--- Begin TEXT BLOCK ---

Cereal import requirements expected to increase in current 2013/14 marketing year

The Syrian Arab Republic normally relies heavily on food imports amounting to almost half of the total domestic utilization. Overall cereal import requirement is expected to increase compared to the previous year. The wheat import requirement in 2013/14 (July/June) is estimated at about 1.47 million tonnes of which 1 million tonnes are anticipated to be imported commercially.

Food prices rise with the level of inflation soaring to record levels since end-2011

According to data from the Syrian Central Bureau of Statistics, the country’s year-on-year inflation rate stood at almost 50 percent in November 2012 (last month for which data are available), mainly driven by sharp increases in food prices and by fuel shortages that are impacting on transportation costs. Prices of bread and cereals, major staples in the local diet increased sharply with a year-on-year inflation rate of about 64 percent in November 2012.

Since the beginning of the conflict, prices of the main food commodities have increased substantially both in nominal and in real terms. Average monthly prices of wheat flour in local currency have more than doubled since 2011 in several locations. Rice and vegetable oil prices have almost doubled whereas sugar prices are almost 65 percent higher than in 2011. When controlling for inflation due to the depreciation of the SYP, food commodity price increases remain high. In USD term, wheat flour price is now almost double its 2011 level, and vegetable oil and rice prices are about 25 percent higher.

The total unemployment rate in the Syrian Arab Republic in 2013 has increased to 18 percent; more than twice the seven-year average (2003-2010) of 8 percent. High unemployment levels coupled with high inflation rates seriously impacted the purchasing power of the population.

--- End TEXT BLOCK ---
--- Begin MATERIAL ---

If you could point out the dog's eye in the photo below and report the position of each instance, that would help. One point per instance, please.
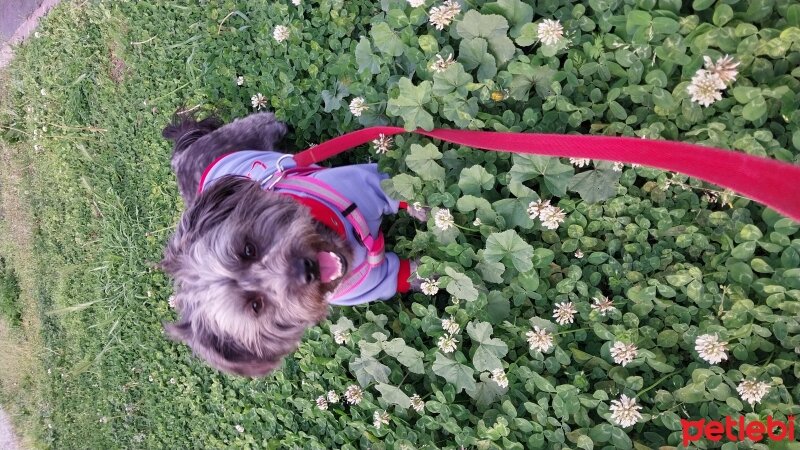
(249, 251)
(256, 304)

--- End MATERIAL ---
--- Begin MATERIAL ---

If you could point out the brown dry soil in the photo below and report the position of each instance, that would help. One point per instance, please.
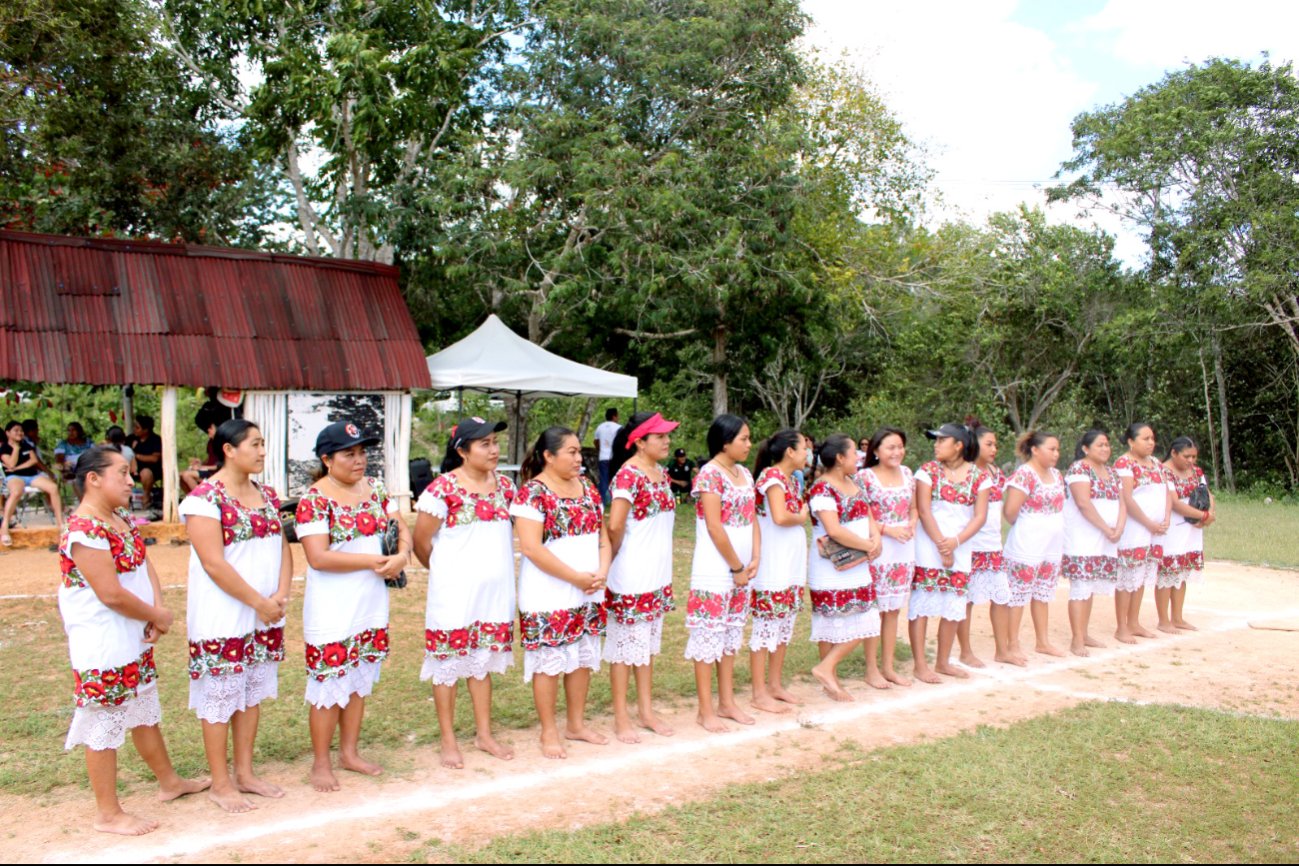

--- End MATERIAL ---
--- Begin MATERIAL ---

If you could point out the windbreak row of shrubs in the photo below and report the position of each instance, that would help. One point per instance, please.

--- End MATERIAL ---

PROBLEMS AND TASKS:
1 – In the Syria food report, what was the year-on-year inflation rate for bread and cereals in November 2012?
2 – Condense the paragraph of the Syria food report that begins "Since the beginning of the conflict" into a bulleted list that keeps its main facts.
3 – Retype the passage of the Syria food report starting at "Since the beginning" and ending at "of the population.".

ANSWERS FOR THE TASKS:
1 – About 64 percent.

2 –
- Main food commodity prices have risen substantially in both nominal and real terms since the conflict began.
- Wheat flour prices in local currency have more than doubled since 2011 in several locations.
- Rice and vegetable oil prices have almost doubled.
- Sugar prices are almost 65 percent higher than in 2011.
- Price increases remain high even after controlling for inflation from the SYP's depreciation.
- In USD terms, wheat flour costs almost double its 2011 level, and vegetable oil and rice are about 25 percent higher.

3 –
Since the beginning of the conflict, prices of the main food commodities have increased substantially both in nominal and in real terms. Average monthly prices of wheat flour in local currency have more than doubled since 2011 in several locations. Rice and vegetable oil prices have almost doubled whereas sugar prices are almost 65 percent higher than in 2011. When controlling for inflation due to the depreciation of the SYP, food commodity price increases remain high. In USD term, wheat flour price is now almost double its 2011 level, and vegetable oil and rice prices are about 25 percent higher.

The total unemployment rate in the Syrian Arab Republic in 2013 has increased to 18 percent; more than twice the seven-year average (2003-2010) of 8 percent. High unemployment levels coupled with high inflation rates seriously impacted the purchasing power of the population.